(Problems to solve)
#1 According to the liposuction text, how many international patients did the study of the Cartagena, Colombia, practice examine?
#2 Turn the paragraph of the liposuction text that begins "The national average surgeon’s fee" into a short bulleted list that keeps its main facts.

=== Document section ===

If a surgeon operates out of a non-accredited office, there is no external body verifying that these safety measures are in place. Before booking, ask directly whether the facility holds accreditation and from which organization.
What the Full Cost Includes
The national average surgeon’s fee for liposuction is $3,518 per treatment area, but that number only reflects what the surgeon charges. Your total bill also includes anesthesia fees, facility fees, medical tests, compression garments for recovery, and prescriptions. Facility fees vary significantly by setting. A surgeon who operates in their own accredited office typically charges lower facility fees than a hospital would for the same procedure.
If you’re treating multiple areas (abdomen and flanks, for example), the surgeon’s fee multiplies while facility and anesthesia fees increase at a slower rate, since you’re already in the operating room. Total out-of-pocket costs for liposuction commonly range from $5,000 to $11,000 depending on how many areas are treated, your geographic location, and the facility type. Cosmetic liposuction is not covered by health insurance.
Getting Liposuction Abroad
Medical tourism for cosmetic surgery is common, with Colombia, Mexico, Brazil, Turkey, and Thailand among the most popular destinations. A large study published in Plastic and Reconstructive Surgery examined 2,324 international patients who underwent over 7,000 cosmetic procedures at a single practice in Cartagena, Colombia, from 2013 to 2024. The researchers compared complication rates against U.S. benchmarks and found them comparable, suggesting that well-run international practices can deliver safe outcomes.
The critical variable is the specific clinic and surgeon, not the country. If you’re considering liposuction abroad, look for a surgeon who is a member of the International Society of Aesthetic Plastic Surgery (ISAPS), which maintains a global directory of credentialed surgeons. Verify that the facility meets local regulatory standards and has emergency protocols equivalent to what an accredited U.S. center would require. Factor in the cost of follow-up care once you return home, since complications like fluid collections or infections typically appear in the first two weeks after surgery, when you may no longer have easy access to your operating surgeon.

=== Available data ===

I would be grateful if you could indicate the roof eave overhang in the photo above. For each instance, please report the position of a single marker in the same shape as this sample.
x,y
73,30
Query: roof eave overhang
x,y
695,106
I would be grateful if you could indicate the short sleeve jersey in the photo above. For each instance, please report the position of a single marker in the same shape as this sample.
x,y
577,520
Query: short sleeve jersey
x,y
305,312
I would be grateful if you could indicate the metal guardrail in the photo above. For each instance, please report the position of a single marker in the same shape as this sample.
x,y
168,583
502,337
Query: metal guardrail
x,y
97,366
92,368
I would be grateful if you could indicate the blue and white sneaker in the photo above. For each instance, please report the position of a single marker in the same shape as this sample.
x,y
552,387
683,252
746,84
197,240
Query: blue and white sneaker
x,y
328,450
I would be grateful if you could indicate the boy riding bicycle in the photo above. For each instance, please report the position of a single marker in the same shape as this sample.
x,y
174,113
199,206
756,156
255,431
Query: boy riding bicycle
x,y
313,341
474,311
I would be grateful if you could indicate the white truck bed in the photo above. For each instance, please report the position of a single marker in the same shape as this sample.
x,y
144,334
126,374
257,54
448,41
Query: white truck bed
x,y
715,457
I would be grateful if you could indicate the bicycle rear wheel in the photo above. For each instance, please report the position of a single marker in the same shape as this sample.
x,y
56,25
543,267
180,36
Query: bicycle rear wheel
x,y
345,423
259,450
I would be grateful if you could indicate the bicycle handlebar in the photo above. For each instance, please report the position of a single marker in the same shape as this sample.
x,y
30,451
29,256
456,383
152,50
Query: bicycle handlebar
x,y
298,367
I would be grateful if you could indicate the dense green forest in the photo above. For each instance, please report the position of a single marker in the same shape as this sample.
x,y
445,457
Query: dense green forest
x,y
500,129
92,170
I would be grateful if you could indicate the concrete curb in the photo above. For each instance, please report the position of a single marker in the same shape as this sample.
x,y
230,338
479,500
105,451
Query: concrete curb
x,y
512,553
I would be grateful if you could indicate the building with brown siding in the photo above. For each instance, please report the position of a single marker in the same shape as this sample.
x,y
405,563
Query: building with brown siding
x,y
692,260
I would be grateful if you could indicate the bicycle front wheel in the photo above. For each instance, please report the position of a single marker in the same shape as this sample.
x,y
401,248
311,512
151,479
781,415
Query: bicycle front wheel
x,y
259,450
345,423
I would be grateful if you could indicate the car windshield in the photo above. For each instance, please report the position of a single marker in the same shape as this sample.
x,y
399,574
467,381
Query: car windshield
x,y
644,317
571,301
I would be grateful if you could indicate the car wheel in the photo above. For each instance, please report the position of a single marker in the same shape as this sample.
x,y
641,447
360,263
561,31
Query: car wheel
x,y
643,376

===

(Solutions to the exercise)
#1 2,324 international patients.

#2
- The national average surgeon’s fee is $3,518 per treatment area, and it covers only what the surgeon charges.
- The total bill also includes anesthesia fees, facility fees, medical tests, compression garments for recovery, and prescriptions.
- Facility fees vary widely by setting.
- A surgeon operating in their own accredited office usually charges lower facility fees than a hospital would for the same procedure.